### WRITTEN REQUEST
Convert the records below into a two-column Markdown table, with the row number under "Index" and each line under "Entry". Omit blank lines and leave the pictures out.

:: INPUT MATERIAL ::

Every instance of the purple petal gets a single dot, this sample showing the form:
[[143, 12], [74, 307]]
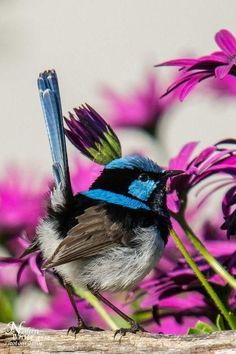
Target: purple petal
[[187, 88], [20, 272], [226, 41], [204, 155], [4, 261], [223, 70]]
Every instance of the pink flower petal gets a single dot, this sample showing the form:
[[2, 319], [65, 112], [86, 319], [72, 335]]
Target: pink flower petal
[[179, 62], [223, 70], [226, 41]]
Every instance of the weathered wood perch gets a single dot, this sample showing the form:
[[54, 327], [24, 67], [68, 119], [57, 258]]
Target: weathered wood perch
[[51, 341]]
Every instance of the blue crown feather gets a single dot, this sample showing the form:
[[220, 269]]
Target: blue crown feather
[[135, 161]]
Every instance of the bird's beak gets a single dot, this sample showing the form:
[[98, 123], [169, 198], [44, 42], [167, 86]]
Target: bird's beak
[[172, 173]]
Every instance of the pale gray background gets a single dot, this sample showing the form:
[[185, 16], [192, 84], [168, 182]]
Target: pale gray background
[[91, 43]]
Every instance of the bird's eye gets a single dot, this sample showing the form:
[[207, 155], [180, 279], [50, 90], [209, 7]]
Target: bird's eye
[[143, 177]]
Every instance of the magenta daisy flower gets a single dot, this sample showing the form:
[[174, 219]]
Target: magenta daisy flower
[[218, 64]]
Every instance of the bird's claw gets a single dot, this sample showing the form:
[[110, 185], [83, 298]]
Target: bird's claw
[[135, 327], [76, 329]]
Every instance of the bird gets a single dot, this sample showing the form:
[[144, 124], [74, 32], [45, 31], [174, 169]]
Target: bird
[[111, 236]]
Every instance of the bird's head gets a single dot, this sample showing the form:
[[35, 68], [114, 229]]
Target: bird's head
[[134, 182]]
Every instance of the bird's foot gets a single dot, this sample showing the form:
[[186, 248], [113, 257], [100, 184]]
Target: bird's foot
[[81, 325], [135, 327]]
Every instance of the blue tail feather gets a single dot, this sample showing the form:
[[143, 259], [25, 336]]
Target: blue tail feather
[[51, 106]]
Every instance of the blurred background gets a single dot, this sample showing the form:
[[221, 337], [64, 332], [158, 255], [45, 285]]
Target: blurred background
[[107, 44], [104, 54]]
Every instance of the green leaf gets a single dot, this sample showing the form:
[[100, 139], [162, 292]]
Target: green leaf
[[202, 328]]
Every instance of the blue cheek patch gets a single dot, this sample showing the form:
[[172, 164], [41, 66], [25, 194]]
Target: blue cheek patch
[[115, 198], [142, 190]]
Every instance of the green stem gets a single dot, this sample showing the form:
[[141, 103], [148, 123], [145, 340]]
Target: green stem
[[219, 269], [87, 295], [204, 281]]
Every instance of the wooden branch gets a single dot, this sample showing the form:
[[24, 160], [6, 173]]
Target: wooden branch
[[57, 341]]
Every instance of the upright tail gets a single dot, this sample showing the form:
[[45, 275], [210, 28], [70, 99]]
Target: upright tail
[[51, 106]]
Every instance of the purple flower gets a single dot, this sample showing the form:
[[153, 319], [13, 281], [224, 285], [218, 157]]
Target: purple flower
[[229, 212], [89, 133], [218, 64], [176, 295], [225, 87], [21, 202], [143, 108], [210, 161]]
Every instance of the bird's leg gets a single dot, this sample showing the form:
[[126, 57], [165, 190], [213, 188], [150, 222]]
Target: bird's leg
[[134, 326], [80, 323]]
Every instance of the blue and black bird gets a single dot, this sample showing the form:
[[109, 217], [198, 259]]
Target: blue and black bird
[[111, 236]]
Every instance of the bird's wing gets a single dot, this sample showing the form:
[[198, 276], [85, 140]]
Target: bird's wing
[[94, 232]]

:::

### FULL ANSWER
| Index | Entry |
|---|---|
| 1 | Every instance of the purple petal gets a single dot, this sample showing the form: |
| 2 | [[143, 12], [74, 307]] |
| 3 | Target: purple petal |
| 4 | [[187, 88], [20, 272], [226, 41], [204, 155], [4, 261], [223, 70]] |
| 5 | Every instance of the pink flower petal gets a single dot, this sample showing the form: |
| 6 | [[2, 319], [65, 112], [86, 319], [72, 335]] |
| 7 | Target: pink flower petal |
| 8 | [[179, 62], [223, 70], [226, 41]] |
| 9 | Every instance of the weathered wood perch gets a single dot, this sample showing the form: |
| 10 | [[54, 327], [24, 67], [68, 119], [57, 258]] |
| 11 | Target: weathered wood perch |
| 12 | [[51, 341]] |
| 13 | Every instance of the blue crown feather gets a single dot, this sample showing the form: |
| 14 | [[220, 269]] |
| 15 | Target: blue crown feather |
| 16 | [[135, 161]] |
| 17 | Every instance of the bird's beak gets a single dot, this sample showing the form: |
| 18 | [[98, 123], [169, 198], [44, 42], [167, 86]] |
| 19 | Target: bird's beak |
| 20 | [[172, 173]] |
| 21 | Every instance of the pale gray background gets a single dot, this sample showing the form: |
| 22 | [[185, 16], [192, 84], [168, 182]] |
| 23 | Target: pale gray background |
| 24 | [[91, 43]] |
| 25 | Every instance of the bird's eye gets a single dot, this sample showing the form: |
| 26 | [[207, 155], [180, 279], [50, 90], [209, 7]] |
| 27 | Target: bird's eye |
| 28 | [[143, 177]] |
| 29 | Every instance of the magenta daisy flower gets a single dot, this sample showing the form: |
| 30 | [[174, 219]] |
| 31 | Target: magenta daisy flower |
| 32 | [[218, 64]] |
| 33 | Every instance of the bird's claw gets a single dot, this sample showing the form: |
| 34 | [[110, 185], [83, 298]] |
| 35 | Target: bird's claw |
| 36 | [[135, 327], [76, 329]] |
| 37 | Every instance of the bird gets a single dot, this sample showing the form: |
| 38 | [[144, 124], [74, 32], [45, 31], [174, 169]] |
| 39 | Target: bird |
| 40 | [[111, 236]] |
| 41 | Every instance of the bird's head gets a single dot, this sample showing the form: |
| 42 | [[35, 68], [114, 229]] |
| 43 | Target: bird's head |
| 44 | [[134, 182]] |
| 45 | Every instance of the bird's foot gets a single dot, this sample showing the form: |
| 46 | [[186, 248], [113, 257], [100, 184]] |
| 47 | Target: bird's foot |
| 48 | [[81, 325], [135, 327]] |
| 49 | Every instance of the blue tail feather gets a single dot, this sample showing the form: |
| 50 | [[143, 259], [25, 336]] |
| 51 | Target: blue tail feather |
| 52 | [[51, 106]] |
| 53 | Every instance of the blurred background gets a single dot, this sample showing the form: |
| 54 | [[221, 337], [64, 332], [158, 255], [45, 285]] |
| 55 | Target: blurred background |
| 56 | [[107, 44], [104, 54]] |
| 57 | Every instance of the green leaf gets a single dot, this sample showing the form: |
| 58 | [[100, 139], [162, 292]] |
| 59 | Target: green leaf |
| 60 | [[202, 328]] |
| 61 | Every instance of the blue cheek patch gets a single dot, this sample showing the form: |
| 62 | [[172, 164], [41, 66], [25, 194]] |
| 63 | Target: blue cheek patch |
| 64 | [[115, 198], [142, 190]] |
| 65 | Every instance of the green stem gets a single dot, this sample showing the form: |
| 66 | [[141, 103], [148, 123], [145, 340]] |
| 67 | Target: green stem |
| 68 | [[219, 269], [87, 295], [204, 281]] |
| 69 | Every instance of the wooden branch gets a single dot, this sample showing the form: |
| 70 | [[24, 160], [6, 173]] |
| 71 | Target: wooden branch |
| 72 | [[57, 341]] |
| 73 | Every instance of the upright tail gets a single dot, this sample showing the form: |
| 74 | [[45, 275], [210, 28], [70, 99]] |
| 75 | Target: upright tail |
| 76 | [[51, 106]] |
| 77 | Every instance of the purple flower gets a single dot, this sample showing the form: |
| 78 | [[153, 319], [13, 281], [224, 285], [218, 157]] |
| 79 | Target: purple flower |
| 80 | [[229, 212], [89, 133], [218, 64], [176, 295], [225, 87], [21, 202], [143, 108], [210, 161]] |
| 81 | Every instance of the bird's leg gets a single dot, this sample showing the form: |
| 82 | [[126, 57], [165, 190], [213, 188], [150, 222]] |
| 83 | Target: bird's leg |
| 84 | [[134, 326], [80, 323]] |
| 85 | Every instance of the blue and black bird gets a single dot, this sample showing the form: |
| 86 | [[109, 217], [198, 259]] |
| 87 | Target: blue and black bird |
| 88 | [[111, 236]] |
| 89 | Every instance of the bird's wing gets a single dot, this sample showing the form: |
| 90 | [[198, 276], [85, 140]] |
| 91 | Target: bird's wing |
| 92 | [[94, 232]] |